■ Written problem ■
Lay out every line of the records below as a JSON list of strings, with one string per line and blank lines omitted.

■ Task data ■
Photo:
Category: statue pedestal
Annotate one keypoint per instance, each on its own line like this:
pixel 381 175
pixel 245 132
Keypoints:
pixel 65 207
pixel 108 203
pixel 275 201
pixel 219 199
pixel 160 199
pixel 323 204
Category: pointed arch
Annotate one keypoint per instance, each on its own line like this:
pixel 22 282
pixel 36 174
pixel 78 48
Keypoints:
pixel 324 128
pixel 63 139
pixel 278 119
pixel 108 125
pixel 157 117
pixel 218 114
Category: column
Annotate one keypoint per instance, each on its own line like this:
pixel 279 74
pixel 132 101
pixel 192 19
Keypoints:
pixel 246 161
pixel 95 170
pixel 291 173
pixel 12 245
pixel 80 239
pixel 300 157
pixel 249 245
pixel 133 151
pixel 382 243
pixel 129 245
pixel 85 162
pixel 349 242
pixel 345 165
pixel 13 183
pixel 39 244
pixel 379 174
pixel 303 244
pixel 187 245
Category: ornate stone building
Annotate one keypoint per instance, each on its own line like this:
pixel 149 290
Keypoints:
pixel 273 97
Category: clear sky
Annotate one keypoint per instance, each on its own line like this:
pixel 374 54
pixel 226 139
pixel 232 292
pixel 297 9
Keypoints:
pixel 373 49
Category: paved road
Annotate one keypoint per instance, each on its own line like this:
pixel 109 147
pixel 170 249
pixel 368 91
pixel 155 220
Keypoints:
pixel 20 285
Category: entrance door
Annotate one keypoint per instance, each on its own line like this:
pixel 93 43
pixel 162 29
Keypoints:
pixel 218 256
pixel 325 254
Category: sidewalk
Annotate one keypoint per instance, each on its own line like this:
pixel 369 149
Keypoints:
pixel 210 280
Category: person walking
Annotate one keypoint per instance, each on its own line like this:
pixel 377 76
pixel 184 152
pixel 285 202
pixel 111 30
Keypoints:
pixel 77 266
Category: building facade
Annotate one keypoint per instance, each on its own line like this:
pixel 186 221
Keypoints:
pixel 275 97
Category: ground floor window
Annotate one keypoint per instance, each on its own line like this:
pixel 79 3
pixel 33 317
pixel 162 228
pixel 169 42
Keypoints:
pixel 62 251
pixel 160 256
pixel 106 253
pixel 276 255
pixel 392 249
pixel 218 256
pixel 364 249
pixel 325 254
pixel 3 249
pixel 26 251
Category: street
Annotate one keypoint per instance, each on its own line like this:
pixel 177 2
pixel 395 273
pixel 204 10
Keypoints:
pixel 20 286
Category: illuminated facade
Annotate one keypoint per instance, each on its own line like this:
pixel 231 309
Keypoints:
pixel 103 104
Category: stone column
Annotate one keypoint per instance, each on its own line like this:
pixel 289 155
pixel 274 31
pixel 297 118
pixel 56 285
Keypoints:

■ Solution to the exercise ■
[
  "Photo:",
  "Category: statue pedestal",
  "Annotate one keypoint per instance, each on its own line like this:",
  "pixel 381 175",
  "pixel 245 132",
  "Keypoints:",
  "pixel 65 207",
  "pixel 108 203",
  "pixel 275 201",
  "pixel 219 199",
  "pixel 160 199",
  "pixel 323 204",
  "Category: pointed arch",
  "Annotate one keypoint per instance, each on its own line like this:",
  "pixel 22 282",
  "pixel 36 174",
  "pixel 78 48",
  "Keypoints:",
  "pixel 324 128",
  "pixel 63 139",
  "pixel 278 119",
  "pixel 108 125",
  "pixel 157 117",
  "pixel 218 114",
  "Category: column",
  "Annotate one keypoint per instance, each on its own line like this:",
  "pixel 279 74",
  "pixel 132 101",
  "pixel 192 19",
  "Keypoints:",
  "pixel 246 161",
  "pixel 95 170",
  "pixel 291 173",
  "pixel 12 245",
  "pixel 80 239",
  "pixel 300 157",
  "pixel 249 245",
  "pixel 133 151",
  "pixel 382 243",
  "pixel 129 245",
  "pixel 85 162",
  "pixel 349 242",
  "pixel 345 165",
  "pixel 13 183",
  "pixel 39 244",
  "pixel 379 174",
  "pixel 303 244",
  "pixel 187 245",
  "Category: ornate stone building",
  "Annotate one keypoint per instance, each on its own line like this:",
  "pixel 149 290",
  "Keypoints:",
  "pixel 273 97",
  "Category: clear sky",
  "Annotate one keypoint per instance, each on its own line like this:",
  "pixel 374 54",
  "pixel 226 139",
  "pixel 232 292",
  "pixel 297 9",
  "Keypoints:",
  "pixel 373 49",
  "Category: paved road",
  "Annotate one keypoint per instance, each on its own line like this:",
  "pixel 109 147",
  "pixel 170 249",
  "pixel 368 91",
  "pixel 155 220",
  "Keypoints:",
  "pixel 20 285",
  "Category: entrance door",
  "Annotate one keypoint per instance, each on its own line like this:",
  "pixel 93 43",
  "pixel 162 29",
  "Keypoints:",
  "pixel 218 256",
  "pixel 325 254",
  "Category: sidewalk",
  "Annotate one keypoint per instance, each on its own line like this:",
  "pixel 369 149",
  "Keypoints:",
  "pixel 210 280",
  "Category: person walking",
  "Annotate one keypoint per instance, each on its own line like this:",
  "pixel 377 76",
  "pixel 184 152",
  "pixel 285 202",
  "pixel 111 30",
  "Keypoints:",
  "pixel 77 266",
  "Category: building facade",
  "Annotate one keypoint per instance, each on its own line like this:",
  "pixel 186 221",
  "Keypoints:",
  "pixel 275 97",
  "Category: ground floor window",
  "Annotate one keypoint per instance, each on its own line like this:",
  "pixel 79 3",
  "pixel 33 317",
  "pixel 162 228",
  "pixel 169 42",
  "Keypoints:",
  "pixel 62 251",
  "pixel 160 256",
  "pixel 106 253",
  "pixel 276 255",
  "pixel 392 249",
  "pixel 218 256",
  "pixel 364 249",
  "pixel 325 254",
  "pixel 3 249",
  "pixel 26 251",
  "Category: street",
  "Annotate one keypoint per instance, each on its own line like this:",
  "pixel 177 2",
  "pixel 395 273",
  "pixel 204 10",
  "Keypoints:",
  "pixel 20 286",
  "Category: illuminated facade",
  "Annotate one keypoint per instance, each on its own line like this:",
  "pixel 231 309",
  "Keypoints:",
  "pixel 103 104",
  "Category: stone column",
  "Annotate one keypoint per instance, each on its own line like this:",
  "pixel 289 155",
  "pixel 274 31",
  "pixel 297 118",
  "pixel 56 285",
  "Keypoints:"
]